Selected text
----------------------------------------
The problem of $\min_{Z} r a n k (Z)$ is a rank function, which is difficult to optimize with an NP-hard nature. To mitigate this problem, the best alternative is convex relaxation on problem (1), and it is written as follows.

\begin{array}{l} \min_{Z} ∥ Z ∥_{*} s . t . X = X Z, & (2) \end{array}

where ∥⋅∥_* is the nuclear norm, and ∥Z∥_* is defined as $∥ Z ∥_{*} = \sum_{i}^{n} δ_{i}$ , where δ_i is the singular value of matrix Z∈ℝ^n×n. It has been confirmed in the literature (Cai et al., 2010) that matrix Z of the LRR can capture the global structure of the raw data using the nuclear norm item. Furthermore, to address the real data under the noise and outliers, a more reasonable formula is applied after adjustment, and it is expressed as follows.

\begin{array}{l} \min_{Z, E} ∥ Z ∥_{*} + λ ∥ E ∥_{P} s . t . X = X Z + E, & (3) \end{array}

where ∥E∥_P is the error term, and it selects a different P to model special noise or outliers based on error prior information, such as l₁-norm (∥E∥₁) and l_2,1- norm (∥E∥_2,1) (Chen and Yang, 2014), and λ > 0 is the parameter that trades off the effect of the error item.

Many researchers have attempted and proposed variants based on the original LRR method. The main idea is to introduce constraint items to optimize or improve existing methods. For example, the original LRR method is improved by considering the geometric structures within the data, including the graph regularization method (Lu et al., 2013) and k-nearest neighbour graph method (Yin et al., 2016). The different norm items are used to improve the robustness of the original LRR method (Wang et al., 2018) and others.
----------------------------------------
Information shown
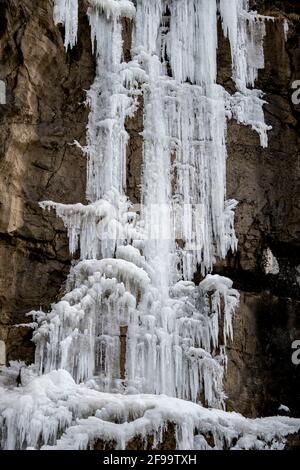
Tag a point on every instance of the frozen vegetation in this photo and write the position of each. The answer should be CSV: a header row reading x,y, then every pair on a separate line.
x,y
136,265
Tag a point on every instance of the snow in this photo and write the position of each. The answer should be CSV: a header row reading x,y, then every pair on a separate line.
x,y
135,266
114,8
286,28
66,13
270,263
51,412
284,408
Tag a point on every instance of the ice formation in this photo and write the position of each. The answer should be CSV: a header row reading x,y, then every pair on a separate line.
x,y
53,412
134,278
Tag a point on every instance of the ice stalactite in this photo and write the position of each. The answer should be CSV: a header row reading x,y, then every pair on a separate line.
x,y
66,14
136,268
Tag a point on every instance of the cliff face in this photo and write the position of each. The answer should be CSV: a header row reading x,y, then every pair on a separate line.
x,y
45,113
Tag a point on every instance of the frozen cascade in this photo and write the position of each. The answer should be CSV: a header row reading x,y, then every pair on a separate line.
x,y
134,276
66,13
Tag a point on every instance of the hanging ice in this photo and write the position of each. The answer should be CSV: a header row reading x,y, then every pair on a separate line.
x,y
132,320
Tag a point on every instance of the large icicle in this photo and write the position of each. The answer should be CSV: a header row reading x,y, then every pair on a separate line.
x,y
136,267
54,413
66,13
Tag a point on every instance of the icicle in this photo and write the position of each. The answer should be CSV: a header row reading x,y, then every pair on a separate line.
x,y
66,13
286,28
136,265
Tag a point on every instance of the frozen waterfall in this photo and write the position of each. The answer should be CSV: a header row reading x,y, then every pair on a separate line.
x,y
132,321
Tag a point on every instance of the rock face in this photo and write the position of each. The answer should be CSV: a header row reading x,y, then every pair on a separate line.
x,y
45,113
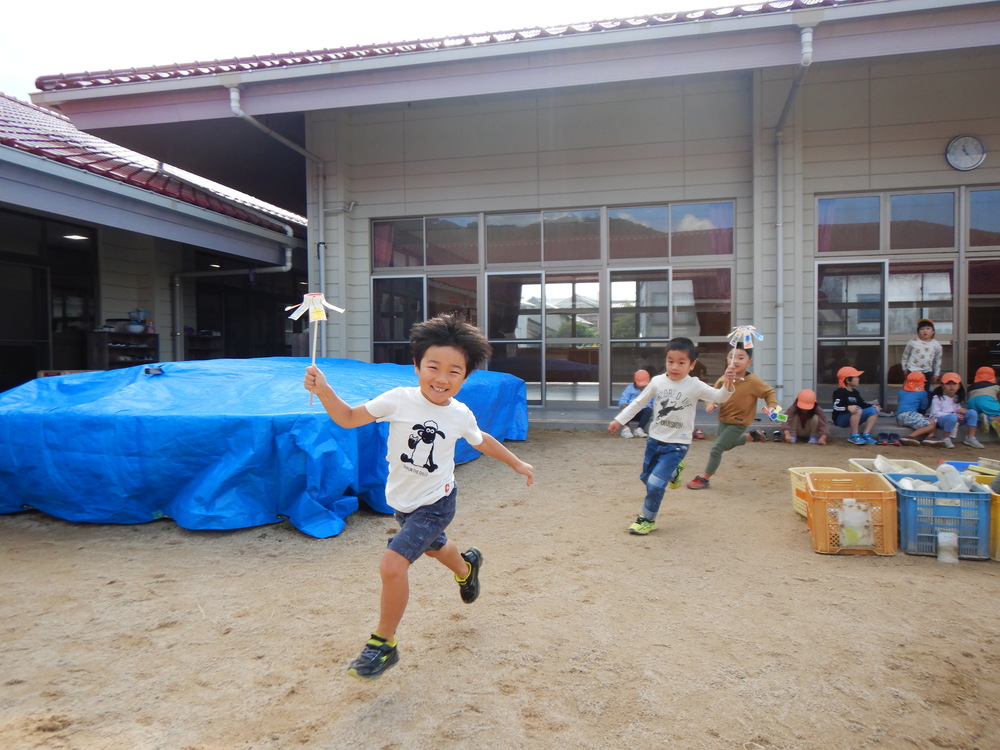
----------------------------------------
Complete the following
- 1) Reproduce the low-rank representation passage word for word, everything from "where ∥E∥_P is" down to "the error item.".
- 2) Answer these questions from the low-rank representation passage:
(a) Which work is cited as confirming that matrix Z of the LRR captures the global structure of the raw data?
(b) What condition does the passage place on λ?
(c) Which method is attributed to Yin et al., 2016?
The records are separate material and are not part of the passage on low-rank representation.

Answers in order
- 1)
where ∥E∥_P is the error term, and it selects a different P to model special noise or outliers based on error prior information, such as l₁-norm (∥E∥₁) and l_2,1- norm (∥E∥_2,1) (Chen and Yang, 2014), and λ > 0 is the parameter that trades off the effect of the error item.

- 2)
(a) Cai et al., 2010.
(b) λ must be greater than 0.
(c) The k-nearest neighbour graph method.